---- Sección del documento

No se debería esperar a que un escritor adquiriera la condición de difunto para atribuirle la condición de clásico. Entre los autores vivos que sobrevivirán a la estricta criba del tiempo, yo incluiría a Antonio Muñoz Molina, una pluma tranquila, elegante y reflexiva. Hace casi un año, me concedió una entrevista y, lejos de limitarse a contestar por escrito a un cuestionario, me invitó a su casa, situada cerca del Retiro. Si la memoria no me falla, los adornos navideños ya empezaban a despuntar en Madrid, anunciando el frenesí de color y consumo de unas fiestas que siempre han despertado mi nostalgia. Creo que todos los que cometemos el temerario acto de escribir, miramos hacia atrás con añoranza, conscientes de que las palabras son las únicas que pueden ayudarnos a recobrar los paisajes de nuestros primeros años, cuando todo parecía recién creado por un demiurgo compasivo.
Muñoz Molina y yo pertenecemos a la misma generación. Solo nos separan siete años. Hemos crecido en la misma España, pero nuestros orígenes son diferentes. Yo nací y crecí en el barrio de Argüelles. Fui un niño de ciudad. Más exactamente, un niño del centro de Madrid. Casi nunca jugué en la calle. Solo pasaba unas pocas horas en el Parque del Oeste bajo la atenta vigilancia de mi madre. El resto del tiempo vivía recluido en un piso. Mi cuarto era mi reino y, si he de ser sincero, me sentía más cómodo entre sus cuatro paredes que en el exterior, pues allí tenía todo lo que amaba: tebeos, coches, muñecos, una radio, mi perro. Sin embargo, ahora no soporto los espacios pequeños. Vivo en un pueblo y cada mañana celebro poder contemplar el campo desde la ventana, disfrutando de un paisaje típicamente castellano: campos de trigo y cebada, unos cuantos almendros, milanos y cernícalos volando en un cielo alto y sin nubes, de un azul casi doloroso por su luminosidad. Antonio Muñoz Molina creció en Úbeda, un pueblo con encinas, alcornoques, una dehesa, calles estrechas de fachadas encaladas y un centro histórico con palacios e iglesias de estilo renacentista salpicado de elementos musulmanes, góticos y barrocos. Los contrastes entre dos vidas nos revelan que el ser humano es una criatura fronteriza, siempre de paso hacia escenarios desconocidos.

--------

Tarea. Transcribe sin cambios el pasaje del texto sobre Antonio Muñoz Molina que va desde "No se debería" hasta "un demiurgo compasivo.".

---- Registros del conjunto

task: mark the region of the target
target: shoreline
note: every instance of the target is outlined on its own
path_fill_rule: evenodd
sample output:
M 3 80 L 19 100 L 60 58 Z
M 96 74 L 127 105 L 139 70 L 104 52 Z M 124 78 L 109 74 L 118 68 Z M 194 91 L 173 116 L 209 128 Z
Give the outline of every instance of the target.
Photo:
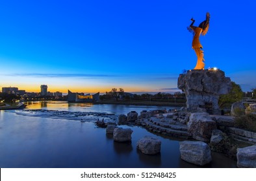
M 162 101 L 101 101 L 93 103 L 94 104 L 115 104 L 115 105 L 152 105 L 152 106 L 170 106 L 170 107 L 185 107 L 185 103 L 173 103 L 173 102 L 162 102 Z
M 163 102 L 155 101 L 116 101 L 116 100 L 104 100 L 97 102 L 68 102 L 63 100 L 45 100 L 45 101 L 23 101 L 22 102 L 29 101 L 59 101 L 66 102 L 68 103 L 89 103 L 89 104 L 112 104 L 112 105 L 149 105 L 149 106 L 170 106 L 170 107 L 186 107 L 185 103 L 174 103 L 174 102 Z

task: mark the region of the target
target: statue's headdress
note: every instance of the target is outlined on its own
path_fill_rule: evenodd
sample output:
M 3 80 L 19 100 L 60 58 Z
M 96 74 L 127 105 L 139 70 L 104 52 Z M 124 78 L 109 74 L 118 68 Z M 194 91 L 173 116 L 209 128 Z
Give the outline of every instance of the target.
M 206 14 L 206 19 L 203 21 L 202 23 L 201 23 L 198 27 L 203 29 L 201 34 L 203 36 L 205 36 L 208 32 L 209 22 L 210 22 L 210 14 L 207 12 Z

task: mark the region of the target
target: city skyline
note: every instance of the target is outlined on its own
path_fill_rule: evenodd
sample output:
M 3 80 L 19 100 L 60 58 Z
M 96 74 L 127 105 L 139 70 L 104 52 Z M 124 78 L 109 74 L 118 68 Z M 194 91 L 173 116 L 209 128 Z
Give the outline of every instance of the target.
M 196 63 L 200 37 L 205 68 L 216 67 L 243 91 L 256 87 L 253 1 L 13 1 L 0 3 L 0 87 L 40 92 L 179 91 L 183 70 Z M 243 27 L 242 25 L 250 25 Z M 239 28 L 238 27 L 239 26 Z

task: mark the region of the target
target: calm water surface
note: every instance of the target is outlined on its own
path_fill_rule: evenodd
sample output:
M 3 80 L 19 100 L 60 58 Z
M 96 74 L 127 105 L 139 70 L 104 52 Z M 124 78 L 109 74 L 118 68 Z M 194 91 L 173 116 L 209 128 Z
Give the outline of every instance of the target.
M 55 103 L 53 107 L 43 107 L 69 111 L 88 110 L 87 107 L 84 109 L 80 105 L 62 105 Z M 97 109 L 98 112 L 105 110 L 105 112 L 119 113 L 118 111 L 123 110 L 121 114 L 127 114 L 129 110 L 134 110 L 134 107 L 125 105 L 109 105 L 108 110 L 108 106 L 96 105 L 94 108 L 92 105 L 88 111 Z M 145 107 L 136 107 L 134 111 L 147 110 Z M 133 129 L 131 143 L 114 142 L 110 136 L 106 135 L 105 129 L 97 128 L 91 122 L 26 116 L 16 114 L 15 111 L 0 111 L 0 167 L 198 167 L 180 159 L 179 141 L 162 138 L 141 127 L 122 127 Z M 144 136 L 157 137 L 162 141 L 160 154 L 146 155 L 136 150 L 137 141 Z M 206 167 L 236 167 L 235 161 L 222 154 L 213 153 L 212 158 L 212 163 Z
M 66 111 L 71 112 L 99 112 L 109 114 L 127 114 L 131 111 L 136 111 L 138 113 L 143 110 L 154 109 L 173 109 L 177 107 L 151 105 L 129 105 L 112 104 L 92 104 L 92 103 L 69 103 L 61 101 L 31 101 L 26 102 L 27 109 L 47 109 L 56 111 Z

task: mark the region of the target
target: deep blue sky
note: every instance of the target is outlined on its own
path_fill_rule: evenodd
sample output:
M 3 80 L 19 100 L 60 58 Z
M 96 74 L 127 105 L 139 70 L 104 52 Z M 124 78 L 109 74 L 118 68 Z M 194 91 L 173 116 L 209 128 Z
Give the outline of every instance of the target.
M 196 63 L 186 27 L 209 12 L 205 68 L 248 91 L 256 87 L 255 8 L 247 0 L 2 0 L 0 87 L 177 91 L 179 74 Z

--------

Respuesta.
No se debería esperar a que un escritor adquiriera la condición de difunto para atribuirle la condición de clásico. Entre los autores vivos que sobrevivirán a la estricta criba del tiempo, yo incluiría a Antonio Muñoz Molina, una pluma tranquila, elegante y reflexiva. Hace casi un año, me concedió una entrevista y, lejos de limitarse a contestar por escrito a un cuestionario, me invitó a su casa, situada cerca del Retiro. Si la memoria no me falla, los adornos navideños ya empezaban a despuntar en Madrid, anunciando el frenesí de color y consumo de unas fiestas que siempre han despertado mi nostalgia. Creo que todos los que cometemos el temerario acto de escribir, miramos hacia atrás con añoranza, conscientes de que las palabras son las únicas que pueden ayudarnos a recobrar los paisajes de nuestros primeros años, cuando todo parecía recién creado por un demiurgo compasivo.